**SET OF TASKS:**
(A) Reproduce the passage of the solar tariff article below from "Trump does tariff" to "in January 2018.".
(B) Continue the solar tariff article below, starting after its final sentence.
··· TEXT UNDER STUDY
Trump does tariff U-turn in blow to solar industry

Source: By Christa Marshall, E&E News reporter • Posted: Monday, October 7, 2019

The Trump administration eliminated a previously granted exemption from solar tariffs Friday, sparking pushback from renewable advocates who said the measure was needed to boost the industry as federal tax credits are phasing down.

In an online notice, the U.S. trade representative said the earlier exemption of “bifacial” panels — which absorb sunlight and generate power on both sides — would “undermine the objectives” of broader solar tariffs announced by President Trump in January 2018.

Global production of the two-sided panels is increasing, and the exclusion would “likely result in significant increases in imports of bifacial solar panels” and “compete with domestically-produced” products, according to USTR.

“We’re obviously disappointed in this decision,” said John Smirnow, vice president of marketing strategy at the Solar Energy Industries Association, in an emailed statement. “We look forward to making sure the bifacial exemption gets a fair hearing during the midterm review process.”
······
··· EXCERPTED RECORDS
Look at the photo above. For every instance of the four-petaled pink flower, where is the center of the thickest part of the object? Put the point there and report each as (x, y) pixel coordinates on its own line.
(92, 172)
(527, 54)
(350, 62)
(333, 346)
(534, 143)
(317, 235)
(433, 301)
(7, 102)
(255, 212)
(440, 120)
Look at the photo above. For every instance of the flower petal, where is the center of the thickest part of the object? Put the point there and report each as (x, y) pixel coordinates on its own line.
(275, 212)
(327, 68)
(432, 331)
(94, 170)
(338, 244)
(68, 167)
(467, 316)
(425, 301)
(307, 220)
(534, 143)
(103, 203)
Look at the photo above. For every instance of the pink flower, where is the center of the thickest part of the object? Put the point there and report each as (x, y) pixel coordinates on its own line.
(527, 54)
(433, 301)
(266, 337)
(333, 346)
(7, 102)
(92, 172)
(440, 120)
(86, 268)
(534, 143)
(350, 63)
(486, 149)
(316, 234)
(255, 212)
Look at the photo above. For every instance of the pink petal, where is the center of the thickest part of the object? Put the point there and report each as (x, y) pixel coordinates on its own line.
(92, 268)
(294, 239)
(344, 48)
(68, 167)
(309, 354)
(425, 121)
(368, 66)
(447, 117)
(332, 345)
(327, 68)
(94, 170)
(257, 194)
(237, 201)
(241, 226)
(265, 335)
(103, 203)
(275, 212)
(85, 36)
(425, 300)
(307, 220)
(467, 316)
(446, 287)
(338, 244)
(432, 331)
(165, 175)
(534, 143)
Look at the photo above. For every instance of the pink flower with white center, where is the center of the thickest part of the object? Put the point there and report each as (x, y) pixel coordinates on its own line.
······
**ANSWERS FOR THE TASKS:**
(A)
Trump does tariff U-turn in blow to solar industry

Source: By Christa Marshall, E&E News reporter • Posted: Monday, October 7, 2019

The Trump administration eliminated a previously granted exemption from solar tariffs Friday, sparking pushback from renewable advocates who said the measure was needed to boost the industry as federal tax credits are phasing down.

In an online notice, the U.S. trade representative said the earlier exemption of “bifacial” panels — which absorb sunlight and generate power on both sides — would “undermine the objectives” of broader solar tariffs announced by President Trump in January 2018.

(B)
The January 2018 tariffs on solar cells and modules, currently set at a rate of 25%, are scheduled for a review in January by the U.S. International Trade Commission.

U.S. officials granted the loophole on bifacial panels in June, which solar supporters called a “significant win” (Energywire, June 13). Smirnow said at the time that the trade action was important despite the lack of bifacial manufacturing in the United States, as he said it would accelerate a trend of utilities moving toward wider use of the panels. The technology is most often used domestically in large utility-scale solar projects.

In a research note, Roth Capital Partners analyst Philip Shen said that removal of the exemption would slow down the development of bifacial solar technology and potentially boost prospects for Arizona-based First Solar Inc., a company that manufacturers a competing product.

China led the world in terms of installed bifacial modules as of August 2019, with more than 6,000 megawatts, according to Wood Mackenzie. The United States ranked second at 547 MW. The research firm said in a report last month that installed capacity of the technology globally grew from 97 MW in 2016 to 2,600 MW in 2018.